### What is needed
Write out the entries below again, substituting "object" for every "instance" and changing nothing else.

Object position labeling entries:
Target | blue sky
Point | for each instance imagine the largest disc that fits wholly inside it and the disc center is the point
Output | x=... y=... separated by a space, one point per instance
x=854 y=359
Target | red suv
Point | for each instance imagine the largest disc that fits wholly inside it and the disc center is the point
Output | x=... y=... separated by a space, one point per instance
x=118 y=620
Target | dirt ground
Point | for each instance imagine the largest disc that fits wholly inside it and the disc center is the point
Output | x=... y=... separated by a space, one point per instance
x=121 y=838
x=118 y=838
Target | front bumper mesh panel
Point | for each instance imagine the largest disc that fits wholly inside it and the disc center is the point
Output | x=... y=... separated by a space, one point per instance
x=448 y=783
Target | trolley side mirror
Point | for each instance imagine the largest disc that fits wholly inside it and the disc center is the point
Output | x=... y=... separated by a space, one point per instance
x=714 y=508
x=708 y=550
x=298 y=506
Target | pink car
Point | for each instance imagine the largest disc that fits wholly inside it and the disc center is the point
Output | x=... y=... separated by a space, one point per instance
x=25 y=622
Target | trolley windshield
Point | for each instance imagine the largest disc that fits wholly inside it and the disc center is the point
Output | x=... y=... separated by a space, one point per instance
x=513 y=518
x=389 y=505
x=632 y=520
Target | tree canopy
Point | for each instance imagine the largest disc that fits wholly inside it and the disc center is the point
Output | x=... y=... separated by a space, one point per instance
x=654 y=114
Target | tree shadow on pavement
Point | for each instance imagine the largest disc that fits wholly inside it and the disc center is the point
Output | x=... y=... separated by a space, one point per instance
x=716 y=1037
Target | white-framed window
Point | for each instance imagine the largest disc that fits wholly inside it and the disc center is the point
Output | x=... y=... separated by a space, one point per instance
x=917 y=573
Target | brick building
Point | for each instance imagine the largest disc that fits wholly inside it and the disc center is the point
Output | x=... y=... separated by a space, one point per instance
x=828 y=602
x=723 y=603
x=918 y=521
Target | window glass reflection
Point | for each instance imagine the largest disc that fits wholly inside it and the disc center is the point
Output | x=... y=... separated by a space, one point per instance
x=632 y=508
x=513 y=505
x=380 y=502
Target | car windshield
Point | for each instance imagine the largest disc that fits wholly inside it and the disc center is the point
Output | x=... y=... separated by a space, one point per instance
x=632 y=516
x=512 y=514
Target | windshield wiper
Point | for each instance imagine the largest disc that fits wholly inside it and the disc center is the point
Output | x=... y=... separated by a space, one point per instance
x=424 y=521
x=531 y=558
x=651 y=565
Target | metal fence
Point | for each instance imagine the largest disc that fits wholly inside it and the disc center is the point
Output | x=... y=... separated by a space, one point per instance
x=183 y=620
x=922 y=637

### Response
Target | blue sky
Point | for each object imagine the largest disc that fits wholly inside it and the disc center is the point
Output | x=... y=... separated by a space, one point per object
x=854 y=359
Target | red suv
Point | for each object imagine the largest disc that fits wholly inside it and the disc center is the point
Output | x=... y=... separated by a space, one point per object
x=118 y=620
Target | dirt ground
Point | for each object imagine the largest disc that fits wholly inside it and the disc center is the point
Output | x=... y=... separated by a space, one point per object
x=121 y=838
x=118 y=838
Target | front bumper mesh panel
Point | for each object imagine the largest disc that fits wholly inside it and the disc center is the point
Output | x=... y=... separated by a space, one point per object
x=448 y=783
Target | trolley side mirror
Point | for each object imagine the largest disc that fits wholly inside it and the disc center is the point
Output | x=... y=... separated by a space, one point per object
x=714 y=508
x=708 y=550
x=298 y=506
Target | pink car
Point | for each object imagine the largest disc that fits wholly inside it and the disc center is the point
Output | x=... y=... separated by a space, one point per object
x=25 y=622
Target | trolley windshield
Point | for each object imagine the largest disc that fits wholly inside it and the disc center is the point
Output | x=... y=... separated by a space, one point per object
x=513 y=518
x=389 y=505
x=632 y=520
Target | tree canopy
Point | for each object imagine the largest disc that fits wholly inside it and the disc center is the point
Output | x=... y=... separated by a space, one point per object
x=654 y=114
Target | tree shadow on pavement
Point | for each object imagine the largest disc that fits wholly inside it and the disc center is the point
Output | x=... y=... separated by a space, one point per object
x=716 y=1037
Target | white-framed window
Point | for each object imagine the largest disc that fits wholly inside it and the disc center is the point
Output | x=... y=... separated by a space, one point per object
x=917 y=573
Target | brick building
Point | for each object imagine the largest disc that fits wholly inside it and the disc center is the point
Output | x=... y=... separated by a space, one point per object
x=828 y=602
x=723 y=603
x=918 y=521
Target | window glass reflection
Point | for each object imagine the largest disc that fits wholly inside it and the disc center is the point
Output | x=... y=... separated by a space, one point per object
x=632 y=508
x=513 y=505
x=380 y=502
Target | car windshield
Point | for each object imagine the largest disc that fits wholly inside it and the disc center is the point
Output | x=... y=... separated by a space, one point per object
x=632 y=516
x=512 y=514
Target | windshield wiper
Point | for each object imagine the largest disc that fits wholly inside it and the disc center is the point
Output | x=... y=... separated by a space, one point per object
x=424 y=521
x=531 y=558
x=651 y=565
Target | metal fence
Point | for each object imagine the largest disc that fits wholly inside it and the disc center is the point
Output | x=... y=... separated by a space, one point per object
x=183 y=620
x=922 y=637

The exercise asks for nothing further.